▸ **INSTRUÇÃO A**:
Indique se cada afirmação está de acordo com o excerto sobre Toda a Gente Diz que te Amo. Responda com sim ou não e cite literalmente as palavras do excerto que o determinam.
(i) O encontro nocturno entre Woody Allen e Julia Roberts decorre numa escadaria.
(ii) A homenagem aos irmãos Marx surge no início do filme.
(iii) Goldie Hawn flutua sob as pontes do Tibre.

Depois há o enredo amoroso entre Woody Allen e Julia Roberts (cada vez mais bonita), com esse delicioso "jogging" pelo percurso labiríntico das ruelas de Veneza, junto aos canais, e o encontro nocturno, numa escadaria, com as "deixas" de Woody, ensinadas pela sua filha na fita, que sabia tudo da personalidade da outra, por tê-la ouvido e visto, às escondidas, em sessões de psicanálise.

O humor está sempre presente em Toda a Gente Diz que te Amo, com as personagens definidas pelo realizador, em diálogos certeiros e hábeis momentos musicais. De realçar a homenagem, quase no final, aos irmãos Marx, num Natal parisiense, e a apoteose, com a dança de Woody Allen e Goldie Hawn, com Goldie a flutuar sob as pontes do Sena.

▸ **INSTRUÇÃO B**: Localize nos registos todas as linhas que contêm a palavra "white" e transcreva-as.

▸ **MATERIAL DE ORIGEM**:
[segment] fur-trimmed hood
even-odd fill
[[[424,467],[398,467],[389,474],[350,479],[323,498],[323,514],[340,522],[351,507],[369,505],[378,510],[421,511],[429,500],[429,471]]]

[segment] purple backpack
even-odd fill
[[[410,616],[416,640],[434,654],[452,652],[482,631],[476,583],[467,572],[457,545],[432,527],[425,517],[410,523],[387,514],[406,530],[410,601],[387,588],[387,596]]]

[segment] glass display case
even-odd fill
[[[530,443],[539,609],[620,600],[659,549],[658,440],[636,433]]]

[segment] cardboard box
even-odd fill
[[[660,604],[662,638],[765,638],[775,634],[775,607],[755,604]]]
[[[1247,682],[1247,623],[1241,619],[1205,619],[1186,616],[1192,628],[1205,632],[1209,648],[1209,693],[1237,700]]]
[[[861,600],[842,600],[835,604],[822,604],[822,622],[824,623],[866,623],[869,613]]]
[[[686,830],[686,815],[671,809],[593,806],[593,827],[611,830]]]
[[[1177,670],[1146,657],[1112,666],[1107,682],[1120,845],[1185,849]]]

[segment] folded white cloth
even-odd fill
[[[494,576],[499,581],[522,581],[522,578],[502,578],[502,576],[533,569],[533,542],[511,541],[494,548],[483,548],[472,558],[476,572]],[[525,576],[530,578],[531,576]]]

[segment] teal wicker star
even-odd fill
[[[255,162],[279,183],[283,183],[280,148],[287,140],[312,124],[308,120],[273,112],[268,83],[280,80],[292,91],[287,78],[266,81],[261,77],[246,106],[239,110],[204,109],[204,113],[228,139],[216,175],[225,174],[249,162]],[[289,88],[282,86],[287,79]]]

* * *

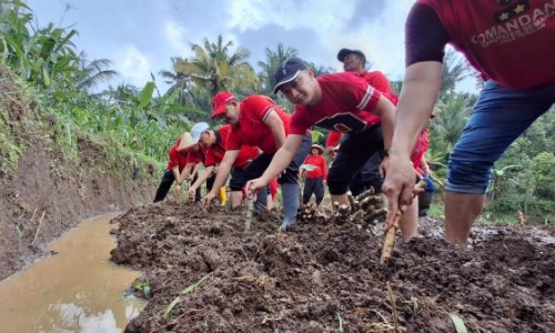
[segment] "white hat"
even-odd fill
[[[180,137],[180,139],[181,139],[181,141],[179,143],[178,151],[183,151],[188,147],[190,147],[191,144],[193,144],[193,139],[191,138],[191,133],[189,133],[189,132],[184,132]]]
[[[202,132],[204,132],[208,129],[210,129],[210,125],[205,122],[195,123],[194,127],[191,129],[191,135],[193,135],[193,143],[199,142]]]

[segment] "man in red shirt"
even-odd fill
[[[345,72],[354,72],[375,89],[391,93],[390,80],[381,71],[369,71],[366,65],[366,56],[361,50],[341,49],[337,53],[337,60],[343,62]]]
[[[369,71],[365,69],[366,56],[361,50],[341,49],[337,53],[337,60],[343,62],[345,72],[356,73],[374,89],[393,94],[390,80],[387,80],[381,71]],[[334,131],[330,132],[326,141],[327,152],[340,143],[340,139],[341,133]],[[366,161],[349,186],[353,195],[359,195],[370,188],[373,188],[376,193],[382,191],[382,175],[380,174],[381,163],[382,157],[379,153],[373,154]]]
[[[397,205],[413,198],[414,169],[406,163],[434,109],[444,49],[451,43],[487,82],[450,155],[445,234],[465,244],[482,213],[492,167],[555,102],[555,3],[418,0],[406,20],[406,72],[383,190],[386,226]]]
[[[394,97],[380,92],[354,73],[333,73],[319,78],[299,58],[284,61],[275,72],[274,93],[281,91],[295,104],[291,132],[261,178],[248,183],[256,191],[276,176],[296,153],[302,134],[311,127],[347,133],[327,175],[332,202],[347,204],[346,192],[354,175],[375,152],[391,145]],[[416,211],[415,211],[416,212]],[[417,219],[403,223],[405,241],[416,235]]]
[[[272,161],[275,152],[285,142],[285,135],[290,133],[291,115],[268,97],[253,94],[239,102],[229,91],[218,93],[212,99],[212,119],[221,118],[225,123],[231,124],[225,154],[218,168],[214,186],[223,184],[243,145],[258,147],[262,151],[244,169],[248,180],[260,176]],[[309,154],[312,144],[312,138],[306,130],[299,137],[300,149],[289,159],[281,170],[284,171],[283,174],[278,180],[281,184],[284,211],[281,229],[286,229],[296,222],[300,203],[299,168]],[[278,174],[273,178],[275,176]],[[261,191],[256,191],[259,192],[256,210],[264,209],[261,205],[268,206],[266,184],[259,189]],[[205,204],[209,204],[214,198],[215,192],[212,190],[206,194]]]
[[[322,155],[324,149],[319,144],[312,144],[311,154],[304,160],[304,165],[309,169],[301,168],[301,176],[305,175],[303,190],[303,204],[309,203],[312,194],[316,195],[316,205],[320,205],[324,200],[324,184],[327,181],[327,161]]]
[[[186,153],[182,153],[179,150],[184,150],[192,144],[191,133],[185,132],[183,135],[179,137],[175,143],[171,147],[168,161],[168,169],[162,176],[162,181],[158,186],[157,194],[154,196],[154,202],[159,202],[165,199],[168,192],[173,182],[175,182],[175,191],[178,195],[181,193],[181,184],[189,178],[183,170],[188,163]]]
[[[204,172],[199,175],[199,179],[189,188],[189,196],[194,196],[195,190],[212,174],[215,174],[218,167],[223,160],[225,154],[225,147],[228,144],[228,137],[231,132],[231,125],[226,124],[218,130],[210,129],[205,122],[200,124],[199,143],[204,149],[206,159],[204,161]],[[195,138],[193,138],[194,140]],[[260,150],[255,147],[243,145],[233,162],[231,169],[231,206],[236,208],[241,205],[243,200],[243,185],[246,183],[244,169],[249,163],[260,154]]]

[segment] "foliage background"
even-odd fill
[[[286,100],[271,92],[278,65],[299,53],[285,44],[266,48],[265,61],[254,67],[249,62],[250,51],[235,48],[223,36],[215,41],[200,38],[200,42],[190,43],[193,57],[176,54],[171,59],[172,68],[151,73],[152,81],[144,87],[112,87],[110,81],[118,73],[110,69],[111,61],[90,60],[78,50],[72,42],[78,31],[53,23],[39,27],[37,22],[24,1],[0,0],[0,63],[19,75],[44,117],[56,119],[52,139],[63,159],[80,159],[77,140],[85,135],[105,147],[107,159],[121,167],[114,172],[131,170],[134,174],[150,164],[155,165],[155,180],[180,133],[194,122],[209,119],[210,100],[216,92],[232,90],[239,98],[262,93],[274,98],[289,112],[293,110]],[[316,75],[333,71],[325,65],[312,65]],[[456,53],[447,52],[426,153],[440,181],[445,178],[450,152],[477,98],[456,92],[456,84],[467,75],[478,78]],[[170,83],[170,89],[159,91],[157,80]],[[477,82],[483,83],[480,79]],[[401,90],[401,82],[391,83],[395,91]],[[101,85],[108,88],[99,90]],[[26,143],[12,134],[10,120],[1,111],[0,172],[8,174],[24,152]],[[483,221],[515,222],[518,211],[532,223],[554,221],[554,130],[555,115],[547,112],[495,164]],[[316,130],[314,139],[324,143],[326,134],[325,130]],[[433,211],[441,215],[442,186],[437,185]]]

▸ **RESPOSTA COMPLETA A**:
(i) Sim: "o encontro nocturno, numa escadaria"
(ii) Não: "De realçar a homenagem, quase no final, aos irmãos Marx"
(iii) Não: "com Goldie a flutuar sob as pontes do Sena"

▸ **RESPOSTA COMPLETA B**:
[segment] folded white cloth
[segment] "white hat"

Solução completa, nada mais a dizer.